Given instruction 1:
Format every line of the rows below as a JSON list of strings, one string per line, leaving out blank lines.

Text to read:
This count of the indictment is insufficient in that it does not charge that the defendants conspired to receive, buy, conceal, aid in the concealment of the automobile, knowing the same to be unlawfully taken without the consent of the owner. *Page 456
In Hinshaw v. State (1919), 188 Ind. 147, it is held that all the elements of the felony which is the purpose and object of the conspiracy must be alleged so directly and positively that the defendant may know what he has to meet and that the court may readily see what felony is purposed, and know how to limit the evidence. Indictments must be particular and specific enough in their charges that the grand jury may not base an indictment on evidence of one crime and the petit jury base a verdict on evidence of another crime. An indictment must be so plain that an acquittal or conviction can be pleaded in bar of a subsequent prosecution for the same offense.
In State v. McKinstry (1875), 50 Ind. 465, the court held that an indictment under such statute, charging a combination unlawfully to prevent the course of justice, and secure the acquittal of a certain person charged with a criminal offense, is insufficient, though perjury is shown to be the means by which it was proposed to accomplish the purpose.
In Landringham v. State (1874), 49 Ind. 186, it is held that the averments of an indictment for combining to commit a robbery should be as specific and full in describing the robbery as in an indictment for that felony and to charge a combining for the purpose of taking from the person forcibly and feloniously is not sufficient, but it is necessary also to allege that it was to be done "by violence" or "putting in fear."
In McLaughlin v. State (1873), 45 Ind. 338, the court held that the legislature has not the power to dispense with such allegations in an indictment as are essential to reasonable particularity and certainty in the description of the offense.
In Williams v. State (1919), 188 Ind. 283, the court said: "This court has consistently held that an indictment, as here in question to be good as against a motion *Page 457 to quash, must not only state facts showing the conspiracy, but also charge the felony with the same particularity as though the accused were to be tried for the felony alone." The crime being a conspiracy to commit a felony the purposed felony must be charged as specifically as though the defendant were on trial for that felony. Williams v. State, supra; Hinshaw v. State, supra;Green v. State (1901), 157 Ind. 101; Barnhart v. State (1900), 154 Ind. 177.
By § 1, Acts 1921 p. 494, supra, the offense of vehicle taking is described and the punishment fixed for the commission of such offense. In order to convict a person of the felony described in this section every essential element of the offense must be alleged and proved. One of the essential elements of the offense is that the taking shall be without the consent of the owner.
This defect in the indictment renders it insufficient to withstand the motion to quash. The motion to quash should be sustained.

Data to process:
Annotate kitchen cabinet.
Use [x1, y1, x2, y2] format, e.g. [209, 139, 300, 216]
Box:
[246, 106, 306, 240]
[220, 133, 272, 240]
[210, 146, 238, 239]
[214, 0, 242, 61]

Given instruction 2:
According to the opinion on the indictment, what did Landringham v. State hold must be alleged besides a taking from the person forcibly and feloniously?

Final answer 1:
[
  "Annotate kitchen cabinet.",
  "Use [x1, y1, x2, y2] format, e.g. [209, 139, 300, 216]",
  "Box:",
  "[246, 106, 306, 240]",
  "[220, 133, 272, 240]",
  "[210, 146, 238, 239]",
  "[214, 0, 242, 61]"
]

Final answer 2:
That it was to be done "by violence" or "putting in fear."